課題:
1. 乾燥炉の搬送ローラに関する原文によると、第2発明では金属ローラの交換時にどの部材を再利用できるか。
2. 乾燥炉の搬送ローラに関する原文を、最後の文の後から書き継げ。

原文:
第4発明の要旨とするところは、第1発明から第3発明のいずれか1の発明において、前記乾燥炉は、前記搬送ローラにより搬送される前記シート状部材に対向して赤外線或いは遠赤外線を放射することで前記シート状部材を加熱する複数個のヒータが固定されたヒータ支持部材を備えることにある。
【発明の効果】
【0011】
第1発明の乾燥炉の搬送ローラによれば、一対の支持軸の軸端に固設された一対の軸側フランジと前記金属ローラの両端に固設されたローラ側フランジとが着脱可能に締結されており、軸側フランジおよびローラ側フランジの一方の中央部から突設された嵌合突部が、前記軸側フランジおよびローラ側フランジの他方に形成された嵌合穴に嵌め入れられて心出しされる一方で、前記一対の支持部材は、フレーム上にボルトによる螺合により締結された支柱を介して前記フレーム上に固定され、前記支持軸は、前記軸側フランジが固設された大径軸部と、前記大径軸部に続いて前記乾燥炉の炉壁を貫通し、前記乾燥炉外において前記支持部材により回転可能に支持された小径軸部とを一体に有し、前記支持軸の大径軸部と小径軸部との段差から前記炉壁の内壁面までの距離は、前記嵌合突部の突出し長さよりも長く設定されているので、一対の支持軸と金属ローラとを容易に分離でき、金属ローラの交換を容易に行なうことができる。
【0012】
第2発明の乾燥炉の搬送ローラによれば、前記前記支持軸および金属ローラの一方の開口内には、前記嵌合穴と同径の第2嵌合穴が形成された環状のカラーが嵌め着けられており、前記軸側フランジおよび前記ローラ側フランジの他方は、前記カラーに着脱可能にねじにより固定されているので、金属ローラの交換時において、ローラ側フランジを再利用できる利点がある。

提供された行:
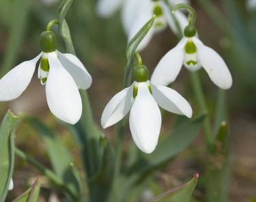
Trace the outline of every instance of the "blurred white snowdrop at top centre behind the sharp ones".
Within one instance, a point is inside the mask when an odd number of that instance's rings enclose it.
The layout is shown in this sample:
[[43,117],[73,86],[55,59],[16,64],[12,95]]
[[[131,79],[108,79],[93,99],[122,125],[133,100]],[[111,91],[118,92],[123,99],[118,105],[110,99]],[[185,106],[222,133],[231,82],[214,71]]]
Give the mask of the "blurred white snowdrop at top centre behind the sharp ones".
[[[188,3],[187,1],[182,0],[169,0],[171,5],[175,3]],[[164,30],[167,25],[171,30],[177,34],[178,30],[175,26],[173,16],[170,12],[170,8],[162,1],[152,1],[152,0],[125,0],[124,7],[122,10],[122,23],[124,25],[124,30],[128,35],[128,41],[130,41],[134,35],[147,23],[152,16],[156,14],[156,19],[152,29],[149,33],[145,35],[145,38],[142,40],[141,44],[137,48],[138,51],[143,50],[149,44],[154,33]],[[188,20],[186,16],[177,11],[174,14],[179,23],[181,29],[183,30],[186,25],[188,25]]]

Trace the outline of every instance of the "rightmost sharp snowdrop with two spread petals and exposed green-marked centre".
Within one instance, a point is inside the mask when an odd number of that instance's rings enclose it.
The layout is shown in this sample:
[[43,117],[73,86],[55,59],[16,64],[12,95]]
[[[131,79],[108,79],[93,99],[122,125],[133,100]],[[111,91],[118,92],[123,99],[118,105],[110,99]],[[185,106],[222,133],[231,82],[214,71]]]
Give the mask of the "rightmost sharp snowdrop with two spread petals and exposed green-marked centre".
[[190,25],[184,29],[184,38],[160,59],[152,74],[152,83],[157,85],[172,83],[184,65],[191,71],[203,67],[215,85],[229,89],[232,85],[232,77],[225,61],[216,51],[205,46],[197,38],[192,21],[190,20]]

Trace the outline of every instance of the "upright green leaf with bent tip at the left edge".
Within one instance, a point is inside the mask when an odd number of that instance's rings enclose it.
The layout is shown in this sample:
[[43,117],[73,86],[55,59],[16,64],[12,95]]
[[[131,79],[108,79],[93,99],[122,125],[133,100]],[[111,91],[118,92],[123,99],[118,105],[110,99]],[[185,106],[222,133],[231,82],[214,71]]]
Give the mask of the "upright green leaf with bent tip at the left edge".
[[0,201],[5,201],[14,170],[14,128],[18,122],[10,111],[5,114],[0,128]]

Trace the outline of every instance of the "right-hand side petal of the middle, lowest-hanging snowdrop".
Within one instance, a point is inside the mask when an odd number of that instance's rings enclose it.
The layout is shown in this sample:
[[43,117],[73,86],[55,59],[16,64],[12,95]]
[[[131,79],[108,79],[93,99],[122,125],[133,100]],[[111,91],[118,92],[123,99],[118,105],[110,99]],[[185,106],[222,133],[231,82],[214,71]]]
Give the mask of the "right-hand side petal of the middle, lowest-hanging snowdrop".
[[162,85],[151,85],[153,97],[157,104],[171,113],[192,117],[190,104],[177,91]]

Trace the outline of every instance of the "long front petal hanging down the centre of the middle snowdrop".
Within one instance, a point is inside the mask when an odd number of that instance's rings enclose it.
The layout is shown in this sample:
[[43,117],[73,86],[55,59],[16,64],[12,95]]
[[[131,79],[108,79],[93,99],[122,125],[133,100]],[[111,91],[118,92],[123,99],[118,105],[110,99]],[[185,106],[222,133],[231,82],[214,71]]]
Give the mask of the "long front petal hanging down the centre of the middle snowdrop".
[[147,83],[139,83],[138,94],[130,110],[130,131],[134,143],[150,154],[156,148],[161,128],[161,113]]

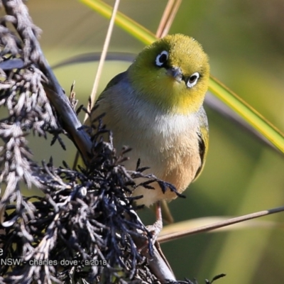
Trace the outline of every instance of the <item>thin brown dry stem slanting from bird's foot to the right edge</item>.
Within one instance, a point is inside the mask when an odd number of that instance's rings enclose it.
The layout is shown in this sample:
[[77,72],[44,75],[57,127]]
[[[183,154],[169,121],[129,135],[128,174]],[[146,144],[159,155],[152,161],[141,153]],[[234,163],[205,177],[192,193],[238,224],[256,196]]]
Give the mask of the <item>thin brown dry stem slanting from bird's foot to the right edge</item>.
[[217,222],[217,223],[206,225],[206,226],[200,226],[199,228],[196,228],[196,229],[190,229],[190,230],[187,230],[187,231],[182,231],[182,232],[178,232],[178,233],[168,234],[166,236],[161,236],[160,238],[158,238],[158,241],[161,244],[163,244],[167,241],[173,241],[173,240],[181,239],[185,236],[190,236],[190,235],[202,233],[202,232],[205,232],[205,231],[212,231],[214,229],[219,229],[219,228],[222,228],[224,226],[229,226],[229,225],[236,224],[236,223],[239,223],[239,222],[244,222],[244,221],[247,221],[247,220],[256,219],[256,218],[259,218],[259,217],[263,217],[263,216],[266,216],[266,215],[275,214],[275,213],[283,212],[283,211],[284,211],[284,206],[273,208],[273,209],[268,209],[268,210],[263,210],[263,211],[259,211],[259,212],[252,213],[252,214],[246,214],[246,215],[243,215],[243,216],[240,216],[240,217],[228,219],[226,221]]

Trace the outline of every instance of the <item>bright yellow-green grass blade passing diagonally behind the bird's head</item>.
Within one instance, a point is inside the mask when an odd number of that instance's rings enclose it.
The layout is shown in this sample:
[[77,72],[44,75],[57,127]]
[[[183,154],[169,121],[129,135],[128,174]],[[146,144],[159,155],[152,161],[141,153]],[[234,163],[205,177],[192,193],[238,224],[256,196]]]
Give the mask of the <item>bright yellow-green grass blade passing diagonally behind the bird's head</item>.
[[[111,17],[112,7],[105,4],[101,0],[79,0],[89,8],[97,11],[102,16],[107,18]],[[119,12],[116,16],[116,24],[133,35],[146,45],[153,43],[156,39],[155,35],[148,31],[143,26],[139,25],[131,18],[125,16]],[[248,103],[244,102],[234,92],[231,92],[224,84],[211,76],[209,82],[209,91],[215,94],[219,99],[227,104],[231,109],[236,111],[241,117],[243,117],[254,129],[259,131],[264,137],[271,141],[273,145],[284,153],[284,134],[281,133],[273,124],[259,114]]]

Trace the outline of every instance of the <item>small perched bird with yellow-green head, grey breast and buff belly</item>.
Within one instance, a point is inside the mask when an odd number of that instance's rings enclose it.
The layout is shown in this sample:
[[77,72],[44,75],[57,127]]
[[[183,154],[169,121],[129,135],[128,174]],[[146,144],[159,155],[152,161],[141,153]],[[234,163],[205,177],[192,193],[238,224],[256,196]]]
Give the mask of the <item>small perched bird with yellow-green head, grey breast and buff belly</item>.
[[[203,168],[208,146],[207,116],[202,107],[209,82],[209,62],[200,43],[186,35],[167,35],[148,45],[125,72],[102,92],[94,115],[103,117],[114,146],[129,146],[126,169],[138,158],[146,173],[183,192]],[[137,204],[173,200],[175,192],[137,187]],[[159,212],[159,211],[158,211]],[[161,226],[161,216],[158,213]],[[160,228],[161,229],[161,228]]]

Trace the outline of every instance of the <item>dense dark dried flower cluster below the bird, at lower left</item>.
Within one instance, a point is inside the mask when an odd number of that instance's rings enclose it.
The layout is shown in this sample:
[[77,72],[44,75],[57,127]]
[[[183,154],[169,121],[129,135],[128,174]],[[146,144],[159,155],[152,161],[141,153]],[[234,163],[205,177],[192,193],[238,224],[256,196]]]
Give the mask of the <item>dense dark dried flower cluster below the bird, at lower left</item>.
[[122,283],[121,278],[153,282],[153,275],[145,274],[147,260],[133,242],[142,238],[151,246],[151,235],[128,197],[133,177],[143,174],[139,169],[127,172],[111,143],[99,141],[92,150],[94,158],[80,170],[66,164],[56,168],[52,160],[30,167],[44,195],[21,196],[21,201],[6,206],[1,257],[21,259],[1,263],[6,283]]

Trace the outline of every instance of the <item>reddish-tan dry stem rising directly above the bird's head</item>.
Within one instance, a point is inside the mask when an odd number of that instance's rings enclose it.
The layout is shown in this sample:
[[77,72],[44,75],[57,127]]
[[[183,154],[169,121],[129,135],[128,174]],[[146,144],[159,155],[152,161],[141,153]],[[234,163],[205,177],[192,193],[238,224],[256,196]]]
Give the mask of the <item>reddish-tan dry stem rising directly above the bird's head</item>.
[[155,34],[157,38],[163,38],[168,34],[170,26],[172,26],[175,15],[178,12],[182,0],[168,0],[168,4],[165,7],[163,17],[160,20],[157,33]]

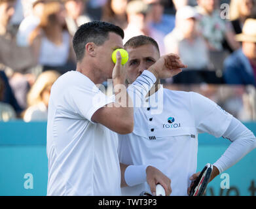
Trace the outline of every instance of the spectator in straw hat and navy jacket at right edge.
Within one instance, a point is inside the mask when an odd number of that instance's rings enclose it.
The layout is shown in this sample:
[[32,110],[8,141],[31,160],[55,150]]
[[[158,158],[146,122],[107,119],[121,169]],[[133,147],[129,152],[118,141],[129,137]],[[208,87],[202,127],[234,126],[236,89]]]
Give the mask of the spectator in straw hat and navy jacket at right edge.
[[225,60],[225,81],[227,84],[256,86],[256,19],[246,20],[236,40],[242,42],[242,48]]

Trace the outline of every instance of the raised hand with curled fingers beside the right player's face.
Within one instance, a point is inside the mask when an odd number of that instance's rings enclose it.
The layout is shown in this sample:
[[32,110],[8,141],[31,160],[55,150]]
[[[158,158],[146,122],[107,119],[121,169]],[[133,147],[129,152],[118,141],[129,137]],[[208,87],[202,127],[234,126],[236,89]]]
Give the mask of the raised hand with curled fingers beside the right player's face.
[[179,74],[183,68],[187,68],[187,65],[184,65],[180,57],[177,54],[167,54],[160,57],[151,67],[149,71],[155,74],[156,78],[171,78],[176,74]]

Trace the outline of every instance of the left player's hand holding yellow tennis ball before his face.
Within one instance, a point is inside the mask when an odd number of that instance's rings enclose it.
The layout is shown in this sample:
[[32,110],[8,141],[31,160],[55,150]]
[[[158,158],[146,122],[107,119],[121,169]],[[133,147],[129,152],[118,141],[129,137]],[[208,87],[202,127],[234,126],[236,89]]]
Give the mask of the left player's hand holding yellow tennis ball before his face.
[[124,83],[126,79],[126,71],[124,70],[124,65],[121,65],[122,57],[120,52],[117,52],[117,62],[112,72],[113,81],[117,80],[119,83]]

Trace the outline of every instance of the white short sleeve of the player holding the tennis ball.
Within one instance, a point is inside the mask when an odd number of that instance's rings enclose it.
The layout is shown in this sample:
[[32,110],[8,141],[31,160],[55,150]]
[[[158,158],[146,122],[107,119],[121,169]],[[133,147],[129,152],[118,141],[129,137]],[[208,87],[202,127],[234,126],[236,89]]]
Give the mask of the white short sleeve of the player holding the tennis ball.
[[113,103],[115,97],[108,97],[88,78],[77,80],[77,83],[68,88],[65,101],[69,104],[69,109],[82,118],[86,118],[93,123],[93,114],[101,107]]

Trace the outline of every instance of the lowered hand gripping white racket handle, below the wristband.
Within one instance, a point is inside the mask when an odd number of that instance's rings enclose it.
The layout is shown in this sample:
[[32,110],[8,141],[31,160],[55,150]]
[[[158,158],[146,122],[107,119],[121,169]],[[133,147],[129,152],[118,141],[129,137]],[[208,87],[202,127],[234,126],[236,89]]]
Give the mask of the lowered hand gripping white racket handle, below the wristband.
[[166,175],[164,175],[160,170],[155,167],[149,166],[146,169],[147,172],[147,184],[151,189],[153,196],[156,195],[156,184],[161,184],[166,191],[166,196],[172,193],[171,180]]

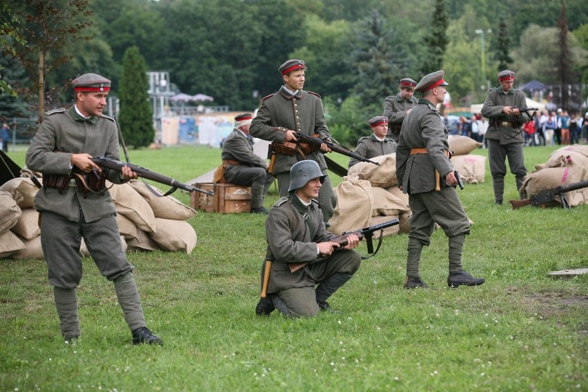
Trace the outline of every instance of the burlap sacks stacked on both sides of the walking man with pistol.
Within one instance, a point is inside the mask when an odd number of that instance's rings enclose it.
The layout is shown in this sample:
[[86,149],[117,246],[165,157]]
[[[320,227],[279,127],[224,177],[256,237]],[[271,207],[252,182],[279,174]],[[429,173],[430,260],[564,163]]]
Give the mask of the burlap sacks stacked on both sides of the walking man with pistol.
[[[454,156],[451,162],[462,175],[464,182],[484,182],[486,157],[470,155],[482,144],[464,136],[449,138],[449,149]],[[396,177],[396,154],[382,155],[371,159],[380,166],[360,162],[349,168],[344,182],[335,187],[337,206],[331,218],[329,231],[341,235],[367,226],[398,219],[400,224],[384,229],[383,235],[409,233],[409,195],[398,189]],[[380,233],[374,233],[379,237]]]

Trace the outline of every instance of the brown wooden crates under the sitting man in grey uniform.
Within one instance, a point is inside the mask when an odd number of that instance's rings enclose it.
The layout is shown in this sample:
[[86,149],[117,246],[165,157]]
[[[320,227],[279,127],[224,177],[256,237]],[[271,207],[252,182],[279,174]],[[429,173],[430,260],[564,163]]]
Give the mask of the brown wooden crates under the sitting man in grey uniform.
[[215,195],[190,193],[190,207],[207,213],[248,213],[251,210],[251,186],[236,184],[213,184],[202,182],[192,184],[196,188],[212,190]]

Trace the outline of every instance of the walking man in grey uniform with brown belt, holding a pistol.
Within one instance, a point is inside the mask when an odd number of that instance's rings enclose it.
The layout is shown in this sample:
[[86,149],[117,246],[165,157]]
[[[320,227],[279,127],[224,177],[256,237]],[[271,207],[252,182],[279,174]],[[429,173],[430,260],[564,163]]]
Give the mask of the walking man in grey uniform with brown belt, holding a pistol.
[[409,194],[412,210],[404,288],[427,287],[420,278],[420,255],[422,247],[431,244],[435,222],[449,237],[447,285],[484,283],[484,279],[471,277],[462,268],[469,219],[455,190],[458,181],[447,152],[448,131],[436,108],[446,92],[443,75],[442,70],[433,72],[415,87],[415,91],[422,93],[422,98],[404,119],[396,149],[398,187]]

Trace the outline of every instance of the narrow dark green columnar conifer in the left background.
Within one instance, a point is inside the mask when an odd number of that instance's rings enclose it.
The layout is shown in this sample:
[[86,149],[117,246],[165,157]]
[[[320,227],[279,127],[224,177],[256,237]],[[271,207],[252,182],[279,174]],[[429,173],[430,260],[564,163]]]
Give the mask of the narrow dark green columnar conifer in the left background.
[[155,138],[148,88],[145,59],[139,53],[139,48],[132,46],[126,50],[123,59],[123,72],[118,90],[118,121],[124,141],[135,148],[148,146]]

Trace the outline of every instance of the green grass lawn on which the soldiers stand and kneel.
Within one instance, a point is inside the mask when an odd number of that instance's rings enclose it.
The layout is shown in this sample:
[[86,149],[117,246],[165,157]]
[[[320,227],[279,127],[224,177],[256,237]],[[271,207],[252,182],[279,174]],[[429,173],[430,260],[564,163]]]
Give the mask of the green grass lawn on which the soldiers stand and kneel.
[[[527,168],[554,149],[525,148]],[[24,155],[9,153],[20,165]],[[130,159],[188,181],[215,168],[220,150],[131,150]],[[342,313],[308,320],[255,316],[264,217],[198,213],[192,254],[128,253],[162,347],[131,346],[114,288],[89,258],[82,336],[63,344],[45,262],[1,259],[0,390],[587,391],[588,277],[547,274],[588,267],[588,206],[512,210],[514,183],[507,175],[505,204],[494,206],[487,163],[484,183],[458,190],[474,222],[463,264],[482,286],[447,288],[447,238],[436,231],[421,264],[430,288],[403,290],[407,237],[390,236],[329,300]],[[266,207],[275,200],[272,188]]]

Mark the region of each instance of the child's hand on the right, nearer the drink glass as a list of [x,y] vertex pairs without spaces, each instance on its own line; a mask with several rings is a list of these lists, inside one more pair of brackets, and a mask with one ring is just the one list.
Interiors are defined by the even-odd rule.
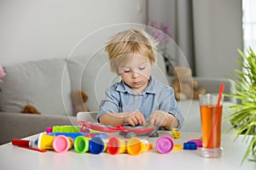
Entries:
[[150,116],[150,124],[157,126],[166,126],[168,113],[165,111],[154,111]]

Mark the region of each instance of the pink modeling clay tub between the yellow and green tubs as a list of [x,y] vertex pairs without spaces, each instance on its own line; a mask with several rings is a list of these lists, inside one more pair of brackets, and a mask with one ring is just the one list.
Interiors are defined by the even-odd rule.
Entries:
[[52,145],[56,152],[62,153],[73,148],[73,139],[64,135],[59,135],[55,137]]

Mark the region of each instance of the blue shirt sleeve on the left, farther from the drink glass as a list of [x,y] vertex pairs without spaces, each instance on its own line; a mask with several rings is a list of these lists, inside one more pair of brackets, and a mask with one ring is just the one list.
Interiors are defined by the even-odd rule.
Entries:
[[115,90],[115,86],[111,86],[105,91],[104,99],[100,103],[100,111],[96,116],[99,122],[99,117],[105,113],[119,112],[119,92]]

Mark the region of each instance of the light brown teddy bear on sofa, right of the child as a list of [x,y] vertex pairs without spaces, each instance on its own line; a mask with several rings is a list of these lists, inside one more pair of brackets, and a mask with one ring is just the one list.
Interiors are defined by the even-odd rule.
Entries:
[[175,81],[172,83],[172,88],[176,99],[198,99],[199,94],[206,94],[206,89],[198,88],[198,82],[192,79],[189,68],[175,67],[173,74]]

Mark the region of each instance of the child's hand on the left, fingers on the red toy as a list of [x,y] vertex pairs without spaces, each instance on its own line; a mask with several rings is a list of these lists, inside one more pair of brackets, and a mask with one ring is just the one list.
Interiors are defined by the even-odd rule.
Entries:
[[136,125],[146,125],[146,120],[140,111],[128,112],[125,116],[125,122],[128,122],[132,127]]

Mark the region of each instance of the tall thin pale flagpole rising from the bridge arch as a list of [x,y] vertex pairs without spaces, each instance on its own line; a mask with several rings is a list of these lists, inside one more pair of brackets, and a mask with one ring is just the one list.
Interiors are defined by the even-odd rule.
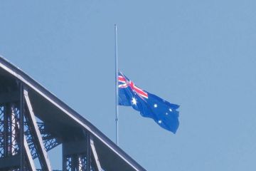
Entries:
[[115,122],[116,145],[118,145],[118,67],[117,67],[117,24],[114,24],[114,50],[115,50]]

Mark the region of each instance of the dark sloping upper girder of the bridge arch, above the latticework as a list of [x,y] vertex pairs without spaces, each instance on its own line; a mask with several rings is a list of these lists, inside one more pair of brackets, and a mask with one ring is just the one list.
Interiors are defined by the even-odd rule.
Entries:
[[[26,75],[26,73],[23,73],[23,71],[0,56],[0,104],[3,104],[5,101],[8,103],[17,102],[16,92],[19,92],[16,88],[17,83],[23,83],[23,85],[26,86],[29,98],[31,98],[33,112],[46,126],[43,129],[39,128],[43,139],[43,146],[46,150],[55,147],[55,141],[57,143],[63,143],[85,138],[85,135],[83,135],[83,131],[85,131],[90,133],[93,137],[97,156],[99,157],[98,160],[100,160],[100,165],[105,170],[144,170],[142,166],[129,157],[122,149],[114,145],[114,142],[98,130],[95,125],[92,125],[92,123],[76,113],[75,110],[55,97],[55,95],[46,90],[46,88],[43,88],[43,86]],[[4,93],[9,93],[9,95],[4,95]],[[41,127],[40,123],[37,125]],[[25,131],[26,130],[28,130],[25,134],[29,142],[29,136],[33,137],[33,133],[31,133],[29,128],[25,128]],[[54,140],[54,138],[56,139]],[[2,142],[0,141],[0,143]],[[30,143],[28,143],[28,145],[30,145]],[[4,147],[7,147],[7,145],[4,145]],[[36,147],[33,147],[33,145],[29,147],[35,154],[38,153]],[[37,156],[33,155],[33,157]],[[63,167],[63,169],[64,168],[65,167]]]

解答:
1. ローラ側フランジである。

2.
【0013】
第3発明の乾燥炉の搬送ローラによれば、前記複数本の搬送ローラの径よりも小さい径を有し、前記複数本の搬送ローラのうちの前記第1高さ位置の搬送ローラよりも高い位置であって前記第2高さ位置の搬送ローラよりも前記第1位置の搬送ローラに近い位置で回転可能に支持されて前記シート状部材の反りを押えるための反押えローラが、前記複数本の搬送ローラ毎に回転可能に設けられており、前記搬送ローラは、前記反押えローラと増速歯車装置を介して連結され、前記反押えローラは、反押えローラの周速が前記搬送ローラと同様となるように前前記搬送ローラよりも高速で回転駆動される。これにより、反押えローラは、は、乾燥炉内において搬送ローラによって搬送される搬送途中にシート状部材に反りが発生すると、その反りを押えるとともに、反押えローラとシート状部材の一面に塗布された塗膜との摺接が回避され、塗膜に傷が発生することが回避される。
第4発明の要旨とするところは、第1発明から第3発明のいずれか1の発明において、前記乾燥炉は、前記搬送ローラにより搬送される前記シート状部材に対向して赤外線或いは遠赤外線を放射することで前記シート状部材を加熱する複数個のヒータが固定されたヒータ支持部材を備える。これにより、搬送ローラにより搬送されるシート状部材が赤外線或いは遠赤外線の放射を受けて効率よく加熱乾燥される。
【図面の簡単な説明】
【0014】
図1】本発明の一実施例の搬送ローラが備えられた乾燥炉を、その一部を切り欠いて示す平面図である。
図2図1の加熱炉における、搬送ローラおよび反押えローラとそれらの駆動装置とを説明するための、要部側面図である。
図3図1の乾燥炉に備えられた搬送ローラを、その一部を切り欠いて示す要部拡大図である。
図4図1の乾燥炉に備えられた搬送ローラにより搬送されるシート状部材の搬送経路を説明する図であって、シート状部材の一面に搬送ローラを接触させないように搬送する場合を示す図である。
図5図1の乾燥炉に備えられた搬送ローラにより搬送されるシート状部材の2種類の搬送経路を説明する図であって、搬送中のシート状部材の一面に搬送ローラを接触させることができる場合を示す図である。
【発明を実施するための形態】
【0015】
以下、本発明の一実施例を図面を参照して詳細に説明する。なお、以下の実施例において図は発明に関連する要部を説明するものであり、寸法および形状等は必ずしも正確に描かれていない。
【実施例
【0016】
図1は、本発明の一実施例の搬送ローラ10を備えた乾燥炉12を、一部を切欠いて示す平面図である。図2は、搬送ローラ10を回転駆動する回転駆動装置30を説明する図である。図3は、搬送ローラ10の構造の要部を示す拡大図である。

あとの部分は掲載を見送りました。